(Description of the task) Transcribe the entire listing below verbatim, omitting the pictures.
+++ Task material
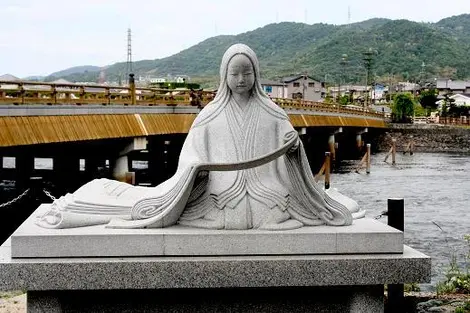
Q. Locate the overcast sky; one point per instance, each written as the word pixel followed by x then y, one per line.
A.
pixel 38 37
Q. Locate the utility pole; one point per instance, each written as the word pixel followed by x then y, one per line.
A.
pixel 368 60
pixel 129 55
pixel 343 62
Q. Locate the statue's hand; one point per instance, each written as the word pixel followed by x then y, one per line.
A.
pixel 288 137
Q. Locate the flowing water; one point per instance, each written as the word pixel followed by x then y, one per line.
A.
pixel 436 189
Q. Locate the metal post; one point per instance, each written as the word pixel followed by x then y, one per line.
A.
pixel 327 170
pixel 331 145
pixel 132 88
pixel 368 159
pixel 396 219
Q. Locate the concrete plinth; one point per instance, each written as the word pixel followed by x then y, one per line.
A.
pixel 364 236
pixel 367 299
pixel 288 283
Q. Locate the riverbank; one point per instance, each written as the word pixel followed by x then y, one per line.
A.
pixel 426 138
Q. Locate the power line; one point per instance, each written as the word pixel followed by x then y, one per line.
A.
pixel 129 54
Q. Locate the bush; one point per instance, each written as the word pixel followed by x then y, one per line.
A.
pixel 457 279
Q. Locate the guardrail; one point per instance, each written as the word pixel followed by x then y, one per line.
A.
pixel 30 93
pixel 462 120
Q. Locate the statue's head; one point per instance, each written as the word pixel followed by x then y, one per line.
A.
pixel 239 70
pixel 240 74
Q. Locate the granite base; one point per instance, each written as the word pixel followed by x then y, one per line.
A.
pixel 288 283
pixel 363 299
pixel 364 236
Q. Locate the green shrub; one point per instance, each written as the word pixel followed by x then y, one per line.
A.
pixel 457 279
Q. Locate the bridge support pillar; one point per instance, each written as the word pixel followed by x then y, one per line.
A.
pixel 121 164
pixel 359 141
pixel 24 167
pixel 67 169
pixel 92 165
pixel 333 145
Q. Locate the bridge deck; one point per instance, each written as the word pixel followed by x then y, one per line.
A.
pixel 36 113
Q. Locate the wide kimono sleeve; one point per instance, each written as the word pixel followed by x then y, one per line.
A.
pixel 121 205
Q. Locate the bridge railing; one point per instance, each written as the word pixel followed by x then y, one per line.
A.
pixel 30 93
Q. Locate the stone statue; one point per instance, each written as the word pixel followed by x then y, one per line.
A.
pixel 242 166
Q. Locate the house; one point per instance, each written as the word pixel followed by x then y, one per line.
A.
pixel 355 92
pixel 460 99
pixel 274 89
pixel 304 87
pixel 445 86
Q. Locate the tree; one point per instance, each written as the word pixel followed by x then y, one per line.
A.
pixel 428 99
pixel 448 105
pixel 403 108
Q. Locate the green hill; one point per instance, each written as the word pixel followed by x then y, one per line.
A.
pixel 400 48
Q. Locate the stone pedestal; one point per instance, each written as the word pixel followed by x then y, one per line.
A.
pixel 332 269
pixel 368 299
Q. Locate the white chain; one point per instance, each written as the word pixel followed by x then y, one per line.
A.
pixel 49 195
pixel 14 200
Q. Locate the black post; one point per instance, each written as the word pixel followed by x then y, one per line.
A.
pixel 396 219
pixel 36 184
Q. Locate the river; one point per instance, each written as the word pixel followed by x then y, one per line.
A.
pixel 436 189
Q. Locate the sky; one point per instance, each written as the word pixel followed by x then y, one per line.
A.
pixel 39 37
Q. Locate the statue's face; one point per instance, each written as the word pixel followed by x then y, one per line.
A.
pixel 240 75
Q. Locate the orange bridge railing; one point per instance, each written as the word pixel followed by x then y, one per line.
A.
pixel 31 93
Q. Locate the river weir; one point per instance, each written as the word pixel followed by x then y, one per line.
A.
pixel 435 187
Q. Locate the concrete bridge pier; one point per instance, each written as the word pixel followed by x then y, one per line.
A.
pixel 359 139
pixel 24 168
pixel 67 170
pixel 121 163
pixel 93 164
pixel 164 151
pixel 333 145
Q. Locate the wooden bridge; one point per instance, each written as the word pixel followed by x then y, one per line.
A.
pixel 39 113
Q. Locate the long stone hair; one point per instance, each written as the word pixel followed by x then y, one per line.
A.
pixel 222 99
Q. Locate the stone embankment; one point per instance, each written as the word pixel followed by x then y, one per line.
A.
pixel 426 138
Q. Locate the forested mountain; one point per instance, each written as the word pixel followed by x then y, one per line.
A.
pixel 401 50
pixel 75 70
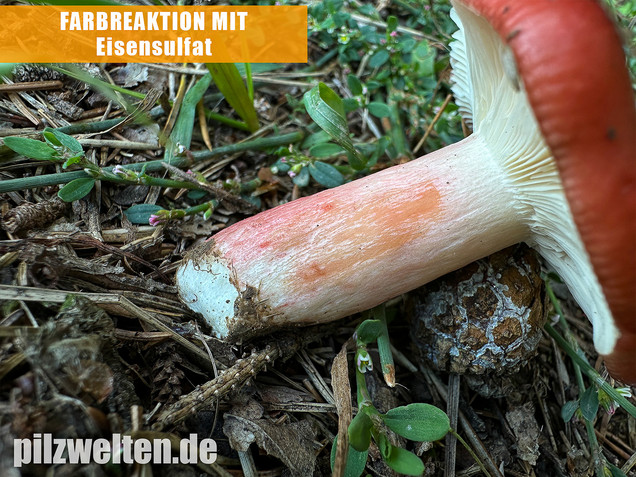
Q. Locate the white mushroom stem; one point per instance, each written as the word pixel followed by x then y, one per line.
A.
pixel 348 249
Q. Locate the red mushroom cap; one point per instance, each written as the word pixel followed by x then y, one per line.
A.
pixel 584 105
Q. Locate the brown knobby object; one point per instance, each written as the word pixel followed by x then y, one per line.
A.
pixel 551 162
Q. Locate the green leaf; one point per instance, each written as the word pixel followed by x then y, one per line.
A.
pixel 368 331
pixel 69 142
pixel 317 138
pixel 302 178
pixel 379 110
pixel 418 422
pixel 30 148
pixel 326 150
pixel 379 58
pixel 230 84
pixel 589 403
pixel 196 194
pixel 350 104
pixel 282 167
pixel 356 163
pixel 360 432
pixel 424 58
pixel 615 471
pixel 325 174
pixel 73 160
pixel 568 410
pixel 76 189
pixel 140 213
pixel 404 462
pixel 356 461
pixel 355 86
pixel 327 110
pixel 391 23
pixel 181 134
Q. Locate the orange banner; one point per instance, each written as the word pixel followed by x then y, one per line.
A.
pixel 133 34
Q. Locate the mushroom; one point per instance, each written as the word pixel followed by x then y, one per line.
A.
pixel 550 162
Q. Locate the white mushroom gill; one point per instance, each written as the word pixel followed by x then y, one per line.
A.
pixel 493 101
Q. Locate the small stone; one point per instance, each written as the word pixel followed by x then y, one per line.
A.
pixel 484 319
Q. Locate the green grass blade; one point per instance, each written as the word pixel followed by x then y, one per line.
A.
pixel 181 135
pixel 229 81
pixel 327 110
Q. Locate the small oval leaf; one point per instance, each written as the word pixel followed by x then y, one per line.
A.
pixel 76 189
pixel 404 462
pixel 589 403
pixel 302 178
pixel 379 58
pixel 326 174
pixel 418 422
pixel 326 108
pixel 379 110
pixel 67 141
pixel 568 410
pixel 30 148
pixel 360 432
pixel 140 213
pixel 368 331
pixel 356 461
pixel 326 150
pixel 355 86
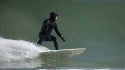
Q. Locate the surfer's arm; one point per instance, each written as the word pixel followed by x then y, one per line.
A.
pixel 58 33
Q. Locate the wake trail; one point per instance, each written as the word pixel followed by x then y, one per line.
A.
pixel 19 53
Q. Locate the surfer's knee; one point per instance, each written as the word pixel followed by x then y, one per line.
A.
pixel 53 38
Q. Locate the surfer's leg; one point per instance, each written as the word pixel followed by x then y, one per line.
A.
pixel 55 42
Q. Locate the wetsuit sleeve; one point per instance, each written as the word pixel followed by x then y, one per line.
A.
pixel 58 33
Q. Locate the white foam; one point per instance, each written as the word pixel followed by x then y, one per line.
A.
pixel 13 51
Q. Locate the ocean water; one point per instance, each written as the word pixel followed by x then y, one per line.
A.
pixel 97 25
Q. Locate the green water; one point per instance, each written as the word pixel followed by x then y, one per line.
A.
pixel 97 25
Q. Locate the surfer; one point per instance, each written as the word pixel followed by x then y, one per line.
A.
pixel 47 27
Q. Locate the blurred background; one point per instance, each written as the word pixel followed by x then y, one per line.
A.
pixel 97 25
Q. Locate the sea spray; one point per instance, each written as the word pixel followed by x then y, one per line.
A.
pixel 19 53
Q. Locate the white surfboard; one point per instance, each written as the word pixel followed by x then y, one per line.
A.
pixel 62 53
++++++
(The reply)
Q. Locate the overcast sky; one point per instance, each written as the word pixel followed by x then y, one per line.
A.
pixel 38 37
Q. Locate the utility pole; one point per instance, each written as the word pixel followed by x then y, one per line.
A.
pixel 368 60
pixel 129 55
pixel 343 62
Q. Locate the statue's hand; one point per instance, each written as the word pixel followed by x then y, one per line.
A.
pixel 288 137
Q. Locate the flowing water; one point per instance, each written as the word pixel followed by x then y, one per line.
A.
pixel 436 189
Q. Locate the metal post; one point per instance, each written as the word pixel followed by x then y, one per line.
A.
pixel 327 170
pixel 331 145
pixel 132 88
pixel 368 159
pixel 396 219
Q. Locate the concrete plinth; one point per instance, each written as the word pixel followed by x then y, one per line.
A.
pixel 364 236
pixel 367 299
pixel 288 283
Q. Locate the riverbank; one point per instance, each written as the word pixel followed by x then y, one per line.
A.
pixel 426 138
Q. Locate the power line; one point per instance, each written as the word pixel followed by x then y, one per line.
A.
pixel 129 54
Q. Locate the bush; one point per instance, each written as the word pixel followed by x then y, one per line.
A.
pixel 457 279
Q. Locate the guardrail; one point per instance, each written as the word pixel followed by x then y, one per line.
A.
pixel 30 93
pixel 462 120
Q. Locate the statue's head; one point per instance, each written as the word pixel followed by x then y, one per line.
A.
pixel 239 70
pixel 240 74
Q. Locate the granite base; one point per instance, each written as the word pixel followed by x then y, one per line.
A.
pixel 288 283
pixel 363 299
pixel 364 236
Q. Locate the green shrub; one point per instance, each written as the word pixel followed by x then y, one per line.
A.
pixel 457 279
Q. Locate the bridge support pillar; one point per instance, each written as the word pixel followed by x then y, one per line.
A.
pixel 121 164
pixel 359 141
pixel 24 167
pixel 67 169
pixel 92 165
pixel 333 145
Q. Locate the bridge deck; one point per instance, each written as the word pixel followed by x then y, one per line.
A.
pixel 36 113
Q. Locate the wide kimono sleeve; one point per instance, each written as the word pixel followed by x then y, one per line.
A.
pixel 121 205
Q. Locate the bridge railing; one point per instance, each written as the word pixel followed by x then y, one per line.
A.
pixel 30 93
Q. Locate the stone statue; one point per instance, each written as the word pixel followed by x then y, one per line.
A.
pixel 242 166
Q. Locate the house; one point per instance, each written as the word pixel followed by x then y, one per line.
A.
pixel 355 92
pixel 460 99
pixel 274 89
pixel 304 87
pixel 445 86
Q. Locate the tree; one point per instance, each written as the word pixel followed by x then y, one per line.
A.
pixel 428 99
pixel 448 105
pixel 403 108
Q. Locate the green hill; one point per instance, each written as the word pixel followed by x then y, one per line.
A.
pixel 400 48
Q. Locate the stone pedestal; one point per instance, each written as the word pixel followed by x then y, one per line.
A.
pixel 332 269
pixel 368 299
Q. Locate the white chain; one point per instance, each written as the word pixel followed by x then y, one per line.
A.
pixel 49 195
pixel 14 200
Q. Locate the black post; one point per instance, each written as the word pixel followed by x then y, one per line.
A.
pixel 396 219
pixel 36 184
Q. Locate the river; one point per instance, each written as the word pixel followed by x then y, one per line.
A.
pixel 436 189
Q. Locate the sky; one point per instance, each written as the word pixel followed by x then y, one per line.
A.
pixel 39 37
Q. Locate the statue's face; one point per instance, each written as the word pixel followed by x then y, one per line.
A.
pixel 240 75
Q. Locate the orange bridge railing; one point per instance, each written as the word pixel followed by x then y, one per line.
A.
pixel 31 93
Q. Locate the river weir; one point per instance, each written as the word pixel followed by x then y, one per line.
A.
pixel 435 187
Q. Locate the concrete bridge pier; one point per instance, each written as the word pixel followed by x then y, one per line.
A.
pixel 359 139
pixel 24 168
pixel 67 170
pixel 121 163
pixel 93 164
pixel 164 151
pixel 333 145
Q. Locate the wooden bridge; one point per instance, each written as the word pixel followed by x then y, one per line.
A.
pixel 39 113
Q. Locate the long stone hair; one point per instance, each written as the word pixel followed by x then y, one per line.
A.
pixel 222 99
Q. Locate the stone embankment; one point per instance, each written as the word pixel followed by x then y, one per line.
A.
pixel 426 138
Q. Locate the forested mountain; one point per instance, each written as the word pixel followed by x then y, one per line.
A.
pixel 401 50
pixel 75 70
Q. Locate the white mushroom stem; one point per instance, each written as the word pixel followed by x then y, one per line.
A.
pixel 348 249
Q. Locate the red mushroom cap; one point per instance, each written as the word pixel followed by x then y, one per line.
A.
pixel 584 105
Q. Locate the brown knobby object; one point per instance, each written as the word pixel followed by x then y, one per line.
A.
pixel 551 162
Q. Locate the green leaf; one point per instance, each written as the word pixel followed by x then y, one per line.
A.
pixel 368 331
pixel 69 142
pixel 317 138
pixel 302 178
pixel 379 110
pixel 418 422
pixel 30 148
pixel 326 150
pixel 379 58
pixel 230 84
pixel 589 403
pixel 196 194
pixel 350 104
pixel 282 167
pixel 356 163
pixel 360 432
pixel 424 58
pixel 615 471
pixel 325 174
pixel 73 160
pixel 568 410
pixel 76 189
pixel 140 213
pixel 404 462
pixel 356 461
pixel 355 86
pixel 327 110
pixel 391 23
pixel 181 134
Q. Locate the orange banner; one point per instance, each written as the word pixel followed by x then y, one per line.
A.
pixel 133 34
Q. Locate the mushroom; one point per instance, each written as the word pixel followed by x then y, one per line.
A.
pixel 550 162
Q. Locate the white mushroom gill; one point per instance, each written as the word pixel followed by x then y, one per line.
A.
pixel 493 101
Q. Locate the small stone; one point per instance, each written as the word pixel followed by x then y, one per line.
A.
pixel 484 319
Q. Locate the green grass blade; one point per instance, each written as the word pixel followed by x then y, one per line.
A.
pixel 181 135
pixel 229 81
pixel 327 110
Q. Locate the small oval leaf; one point per instance, each written as the word pixel followed by x then y, one per line.
A.
pixel 76 189
pixel 404 462
pixel 589 403
pixel 302 178
pixel 379 58
pixel 326 174
pixel 418 422
pixel 326 108
pixel 379 110
pixel 67 141
pixel 568 410
pixel 30 148
pixel 360 432
pixel 140 213
pixel 368 331
pixel 356 461
pixel 326 150
pixel 355 86
Q. Locate the surfer's arm; one point per instance, each written as the word pixel followed by x then y, one per line.
A.
pixel 58 33
Q. Locate the wake trail; one point per instance, each written as the word pixel followed by x then y, one per line.
A.
pixel 19 53
Q. Locate the surfer's knee; one point per instance, each written as the word pixel followed by x then y, one per line.
A.
pixel 53 38
Q. Locate the surfer's leg; one point per instance, each written as the word pixel followed by x then y, one per line.
A.
pixel 55 42
Q. Locate the wetsuit sleeve; one point per instance, each written as the word pixel followed by x then y, one per line.
A.
pixel 58 33
Q. Locate the white foam; one point per instance, each written as the word pixel followed by x then y, one per line.
A.
pixel 13 51
Q. Locate the ocean water; one point per instance, each written as the word pixel followed by x then y, one per line.
A.
pixel 97 25
Q. Locate the green water; one point per instance, each written as the word pixel followed by x then y, one per line.
A.
pixel 97 25
Q. Locate the surfer; one point per instance, each written as the word pixel followed by x then y, one per line.
A.
pixel 47 27
Q. Locate the blurred background; one point per instance, each written as the word pixel followed by x then y, one per line.
A.
pixel 97 25
Q. Locate the sea spray; one point per instance, each written as the word pixel followed by x then y, one per line.
A.
pixel 19 53
Q. Locate the white surfboard; one point per instance, each written as the word pixel followed by x then y, one per line.
A.
pixel 62 53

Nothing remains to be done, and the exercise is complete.